* What is needed
Return the full news article on protein kinase genes linked to cancer word for word, with nothing changed.

* Supplied text
Many Protein Kinase Genes Linked to Cancer

Mar 22, 2007

Researchers have cataloged the mutations in genes that produce protein kinases, which are enzymes that regulate other proteins and play a role in some cancers. Using DNA from 210 diverse human cancers, the researchers sequenced 518 protein kinase genes. Approximately 120 of the genes carried a mutation related to cancer development and may function as cancer genes, the researchers reported in the March 8 Nature.

Drs. Andrew Futreal and Michael Stratton of the Wellcome Trust Sanger Institute in Cambridge, U.K., and their colleagues identified more than 1,000 mutations in the gene family, but only some of these are so-called “driver” mutations that drive the cancer. The others are “passenger” mutations, which are present in tumors but may not contribute to disease. Their results suggest that most mutations in cancer cells are likely to be passenger mutations.

Mutations were relatively common in cancers of the lung, stomach, ovary, colon, and kidney, and rare in cancers of the testis and breast. “Given that we have studied only 518 genes and limited numbers of each cancer type, it seems likely that the repertoire of mutated human cancer genes is larger than previously envisaged,” the researchers wrote.

Together with another large-scale sequencing study published in September 2006, this study presents a largely unbiased overview of the spectrum of mutations in human cancers, noted an editorial by Drs. Daniel Haber and Jeff Settleman of Massachusetts General Hospital. These studies suggest that “each cancer genome carries many unique abnormalities, and not all mutations identified contribute equally to the manifestation of the associated cancers,” they wrote.

Collected data entries:
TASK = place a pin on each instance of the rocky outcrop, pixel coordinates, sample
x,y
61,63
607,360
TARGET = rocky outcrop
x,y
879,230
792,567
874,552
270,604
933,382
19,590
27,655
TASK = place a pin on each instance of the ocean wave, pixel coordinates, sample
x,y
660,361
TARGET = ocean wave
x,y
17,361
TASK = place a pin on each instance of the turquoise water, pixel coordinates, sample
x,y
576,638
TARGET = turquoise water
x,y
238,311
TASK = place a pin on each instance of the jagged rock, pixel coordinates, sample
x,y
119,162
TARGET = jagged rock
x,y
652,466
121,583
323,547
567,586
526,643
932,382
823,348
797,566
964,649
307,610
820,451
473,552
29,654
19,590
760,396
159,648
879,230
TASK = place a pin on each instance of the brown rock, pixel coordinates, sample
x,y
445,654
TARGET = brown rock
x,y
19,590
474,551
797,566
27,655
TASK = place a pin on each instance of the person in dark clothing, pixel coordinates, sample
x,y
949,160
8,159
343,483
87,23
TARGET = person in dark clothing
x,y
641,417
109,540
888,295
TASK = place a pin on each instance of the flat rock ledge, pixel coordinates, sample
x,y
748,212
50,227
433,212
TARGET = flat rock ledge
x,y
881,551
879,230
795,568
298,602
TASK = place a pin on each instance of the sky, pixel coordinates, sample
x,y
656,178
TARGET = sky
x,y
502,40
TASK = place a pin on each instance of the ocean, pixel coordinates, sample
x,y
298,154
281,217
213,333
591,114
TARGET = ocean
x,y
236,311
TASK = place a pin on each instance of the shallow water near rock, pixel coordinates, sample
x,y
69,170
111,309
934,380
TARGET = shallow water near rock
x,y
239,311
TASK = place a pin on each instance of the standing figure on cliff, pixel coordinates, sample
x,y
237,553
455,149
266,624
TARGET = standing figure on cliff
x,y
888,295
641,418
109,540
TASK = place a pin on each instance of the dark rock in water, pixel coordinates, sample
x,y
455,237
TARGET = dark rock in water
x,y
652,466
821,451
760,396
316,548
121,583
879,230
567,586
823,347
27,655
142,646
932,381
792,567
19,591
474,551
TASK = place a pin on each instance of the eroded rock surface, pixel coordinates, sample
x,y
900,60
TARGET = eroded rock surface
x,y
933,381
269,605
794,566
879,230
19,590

* Output for this task
Many Protein Kinase Genes Linked to Cancer

Mar 22, 2007

Researchers have cataloged the mutations in genes that produce protein kinases, which are enzymes that regulate other proteins and play a role in some cancers. Using DNA from 210 diverse human cancers, the researchers sequenced 518 protein kinase genes. Approximately 120 of the genes carried a mutation related to cancer development and may function as cancer genes, the researchers reported in the March 8 Nature.

Drs. Andrew Futreal and Michael Stratton of the Wellcome Trust Sanger Institute in Cambridge, U.K., and their colleagues identified more than 1,000 mutations in the gene family, but only some of these are so-called “driver” mutations that drive the cancer. The others are “passenger” mutations, which are present in tumors but may not contribute to disease. Their results suggest that most mutations in cancer cells are likely to be passenger mutations.

Mutations were relatively common in cancers of the lung, stomach, ovary, colon, and kidney, and rare in cancers of the testis and breast. “Given that we have studied only 518 genes and limited numbers of each cancer type, it seems likely that the repertoire of mutated human cancer genes is larger than previously envisaged,” the researchers wrote.

Together with another large-scale sequencing study published in September 2006, this study presents a largely unbiased overview of the spectrum of mutations in human cancers, noted an editorial by Drs. Daniel Haber and Jeff Settleman of Massachusetts General Hospital. These studies suggest that “each cancer genome carries many unique abnormalities, and not all mutations identified contribute equally to the manifestation of the associated cancers,” they wrote.